[MATERIAL FOR THIS EXERCISE]
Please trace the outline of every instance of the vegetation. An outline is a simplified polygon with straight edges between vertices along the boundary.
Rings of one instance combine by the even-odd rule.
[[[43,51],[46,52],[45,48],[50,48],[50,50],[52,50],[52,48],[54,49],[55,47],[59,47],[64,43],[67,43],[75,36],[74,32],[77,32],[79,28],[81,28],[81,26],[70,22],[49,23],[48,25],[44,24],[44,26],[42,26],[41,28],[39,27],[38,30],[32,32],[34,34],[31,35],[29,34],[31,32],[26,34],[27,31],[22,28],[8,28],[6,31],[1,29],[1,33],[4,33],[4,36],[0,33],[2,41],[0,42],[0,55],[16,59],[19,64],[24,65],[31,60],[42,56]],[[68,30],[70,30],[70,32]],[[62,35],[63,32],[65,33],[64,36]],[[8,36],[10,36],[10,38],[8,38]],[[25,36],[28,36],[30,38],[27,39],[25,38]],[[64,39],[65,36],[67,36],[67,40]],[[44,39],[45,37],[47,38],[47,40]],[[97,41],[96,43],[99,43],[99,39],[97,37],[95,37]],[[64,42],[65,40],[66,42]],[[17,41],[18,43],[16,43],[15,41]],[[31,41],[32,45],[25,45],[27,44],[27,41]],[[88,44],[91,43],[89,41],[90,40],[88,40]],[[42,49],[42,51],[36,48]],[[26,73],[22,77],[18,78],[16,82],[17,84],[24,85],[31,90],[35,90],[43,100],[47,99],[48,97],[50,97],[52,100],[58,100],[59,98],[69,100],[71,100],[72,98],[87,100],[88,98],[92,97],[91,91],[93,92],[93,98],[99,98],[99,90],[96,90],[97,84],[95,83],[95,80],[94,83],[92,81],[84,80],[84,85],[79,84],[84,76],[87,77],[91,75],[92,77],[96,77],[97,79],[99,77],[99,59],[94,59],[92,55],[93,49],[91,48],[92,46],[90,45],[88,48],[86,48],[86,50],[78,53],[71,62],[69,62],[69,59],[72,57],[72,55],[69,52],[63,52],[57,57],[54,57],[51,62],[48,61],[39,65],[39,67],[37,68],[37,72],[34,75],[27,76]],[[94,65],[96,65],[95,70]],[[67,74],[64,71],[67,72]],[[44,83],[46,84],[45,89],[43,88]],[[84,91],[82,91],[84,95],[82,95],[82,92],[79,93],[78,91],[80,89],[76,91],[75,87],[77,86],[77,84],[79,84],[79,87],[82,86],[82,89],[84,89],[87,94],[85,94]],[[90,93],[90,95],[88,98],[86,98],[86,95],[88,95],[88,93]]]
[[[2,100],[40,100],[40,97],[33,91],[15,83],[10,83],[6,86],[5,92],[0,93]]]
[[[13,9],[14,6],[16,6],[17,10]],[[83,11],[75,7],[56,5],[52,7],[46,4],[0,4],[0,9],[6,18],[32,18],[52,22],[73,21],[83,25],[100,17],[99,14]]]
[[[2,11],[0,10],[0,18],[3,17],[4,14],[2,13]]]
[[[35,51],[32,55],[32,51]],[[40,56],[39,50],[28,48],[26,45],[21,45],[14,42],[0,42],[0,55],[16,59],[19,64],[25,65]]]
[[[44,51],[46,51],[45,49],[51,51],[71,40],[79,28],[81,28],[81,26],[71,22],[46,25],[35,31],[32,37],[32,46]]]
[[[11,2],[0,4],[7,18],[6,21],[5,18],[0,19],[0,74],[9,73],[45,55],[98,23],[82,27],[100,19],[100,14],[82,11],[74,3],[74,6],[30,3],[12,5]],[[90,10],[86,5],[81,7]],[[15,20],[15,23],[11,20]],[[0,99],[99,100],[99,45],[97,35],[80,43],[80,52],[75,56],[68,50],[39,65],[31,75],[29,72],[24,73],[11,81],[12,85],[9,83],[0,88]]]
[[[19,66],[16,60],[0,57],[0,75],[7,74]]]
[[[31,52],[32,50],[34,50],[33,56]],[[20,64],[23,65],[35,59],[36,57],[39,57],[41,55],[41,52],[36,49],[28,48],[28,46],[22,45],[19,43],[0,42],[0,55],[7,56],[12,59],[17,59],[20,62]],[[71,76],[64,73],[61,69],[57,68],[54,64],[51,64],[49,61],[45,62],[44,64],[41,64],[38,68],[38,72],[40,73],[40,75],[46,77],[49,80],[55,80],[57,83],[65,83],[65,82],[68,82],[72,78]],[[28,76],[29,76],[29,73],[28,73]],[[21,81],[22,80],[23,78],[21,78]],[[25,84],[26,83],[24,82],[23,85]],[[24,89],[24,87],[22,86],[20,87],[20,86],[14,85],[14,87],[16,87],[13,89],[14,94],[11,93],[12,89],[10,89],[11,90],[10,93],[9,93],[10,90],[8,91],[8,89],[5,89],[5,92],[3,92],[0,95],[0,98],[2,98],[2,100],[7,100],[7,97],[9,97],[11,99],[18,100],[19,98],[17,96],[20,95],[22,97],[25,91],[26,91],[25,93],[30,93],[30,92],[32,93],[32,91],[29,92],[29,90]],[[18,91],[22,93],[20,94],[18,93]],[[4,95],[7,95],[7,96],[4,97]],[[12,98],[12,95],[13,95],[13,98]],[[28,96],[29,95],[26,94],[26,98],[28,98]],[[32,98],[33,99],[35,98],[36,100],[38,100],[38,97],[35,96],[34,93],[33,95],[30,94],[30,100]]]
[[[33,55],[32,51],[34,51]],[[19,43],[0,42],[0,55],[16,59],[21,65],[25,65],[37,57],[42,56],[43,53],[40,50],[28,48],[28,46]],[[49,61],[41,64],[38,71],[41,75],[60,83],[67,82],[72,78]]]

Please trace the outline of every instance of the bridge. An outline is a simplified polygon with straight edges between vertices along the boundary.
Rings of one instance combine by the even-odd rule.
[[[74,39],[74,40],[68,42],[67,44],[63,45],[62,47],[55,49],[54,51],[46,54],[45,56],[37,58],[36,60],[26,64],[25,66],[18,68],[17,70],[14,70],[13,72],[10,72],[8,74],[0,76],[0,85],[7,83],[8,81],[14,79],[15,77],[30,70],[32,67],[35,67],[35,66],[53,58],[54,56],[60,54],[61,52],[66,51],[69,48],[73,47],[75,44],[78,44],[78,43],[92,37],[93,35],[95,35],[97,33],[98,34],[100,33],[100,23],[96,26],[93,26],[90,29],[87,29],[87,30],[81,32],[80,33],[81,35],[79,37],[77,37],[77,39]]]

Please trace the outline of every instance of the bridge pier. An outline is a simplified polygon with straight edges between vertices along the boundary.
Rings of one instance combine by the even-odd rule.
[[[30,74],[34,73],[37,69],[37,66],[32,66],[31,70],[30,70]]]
[/MATERIAL FOR THIS EXERCISE]
### WORK INSTRUCTION
Report the number of lines in the records that include the string "boundary", and write no other words.

### EXERCISE OUTPUT
3